Records from a dataset
-*-*-
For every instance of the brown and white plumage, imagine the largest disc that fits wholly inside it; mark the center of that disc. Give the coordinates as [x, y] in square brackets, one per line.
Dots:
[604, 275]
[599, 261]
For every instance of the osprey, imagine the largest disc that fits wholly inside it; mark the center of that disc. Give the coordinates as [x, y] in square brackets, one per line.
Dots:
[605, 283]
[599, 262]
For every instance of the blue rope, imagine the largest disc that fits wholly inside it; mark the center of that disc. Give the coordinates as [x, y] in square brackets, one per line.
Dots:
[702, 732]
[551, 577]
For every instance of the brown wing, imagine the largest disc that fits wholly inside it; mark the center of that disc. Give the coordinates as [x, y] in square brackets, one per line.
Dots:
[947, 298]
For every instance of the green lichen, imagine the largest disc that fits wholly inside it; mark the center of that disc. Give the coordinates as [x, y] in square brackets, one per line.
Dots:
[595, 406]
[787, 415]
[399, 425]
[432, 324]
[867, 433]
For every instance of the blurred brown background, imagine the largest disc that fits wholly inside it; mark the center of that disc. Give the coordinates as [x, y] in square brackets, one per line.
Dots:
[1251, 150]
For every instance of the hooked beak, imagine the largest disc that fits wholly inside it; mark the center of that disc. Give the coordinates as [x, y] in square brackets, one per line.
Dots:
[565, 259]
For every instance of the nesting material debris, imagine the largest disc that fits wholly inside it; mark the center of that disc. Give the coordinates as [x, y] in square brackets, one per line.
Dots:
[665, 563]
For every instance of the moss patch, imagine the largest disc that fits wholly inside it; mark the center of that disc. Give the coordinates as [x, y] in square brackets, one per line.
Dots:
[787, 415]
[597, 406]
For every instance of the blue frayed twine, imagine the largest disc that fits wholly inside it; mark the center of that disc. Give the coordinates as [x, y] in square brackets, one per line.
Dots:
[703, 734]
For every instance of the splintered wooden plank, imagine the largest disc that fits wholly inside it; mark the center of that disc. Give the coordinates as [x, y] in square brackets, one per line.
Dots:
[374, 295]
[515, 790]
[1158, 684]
-*-*-
Directions — Repeat every entry exactly as written above.

Written response —
For every instance of the brown and white plumage, imagine the largest disc that fits wholly inside it; mark the center of that disc. Give the coordinates as [x, y] in square brackets, one per line.
Dots:
[604, 275]
[599, 261]
For every instance of the osprey, imagine the largest disc that fits wholly inside it; mark the center of that disc. Give the coordinates as [x, y] in square brackets, one per line.
Dots:
[605, 283]
[599, 262]
For every instance of the blue rope, imagine the largest disc that fits wholly inside it; mark the center of that disc. Give the coordinates as [x, y] in square brackets, one per line.
Dots:
[702, 732]
[551, 577]
For every instance of the brown wing, imagine the largest disc that fits wholly inside it; mark the center of that disc. Give the coordinates as [x, y] in square brackets, one per line.
Dots:
[947, 298]
For every instance of the green lichen, imagine the largest disc that fits wholly inside it; mark the center of that disc. Give the coordinates as [x, y] in square brackets, one per line.
Dots:
[595, 406]
[787, 415]
[399, 425]
[432, 324]
[867, 433]
For every instance of the blurred brown background, imagine the largest disc that fits wholly inside it; mark the center of that disc. Give the coordinates as [x, y] in square brackets, one per line.
Dots:
[1251, 150]
For every instance of the hooked beak, imagine the largest disc that fits wholly inside it; mark the center of that disc. Give the coordinates as [x, y] in square brackets, one per line.
Dots:
[565, 259]
For every instance of the nesting material debris, imagine the largest disc that fits wholly inside it; mark the center of that disc. Give the coordinates as [x, y] in square brackets, one per line.
Dots:
[665, 563]
For every instance of the moss patch, imagine the largest disc that fits wholly inside it; mark the center of that disc. Give the coordinates as [x, y] in square brackets, one per line.
Dots:
[787, 415]
[597, 406]
For every instance of the blue frayed twine, imagine the largest disc that fits wholly inside it; mark the center of that disc. Give the coordinates as [x, y] in square brackets, one per line.
Dots:
[703, 734]
For every instance of the splintered wooden plank, imagine the largest disc that fits wholly inside it; mark the center of that disc. Give the coordinates as [x, y] in square brackets, one per line.
Dots:
[374, 295]
[515, 790]
[1158, 684]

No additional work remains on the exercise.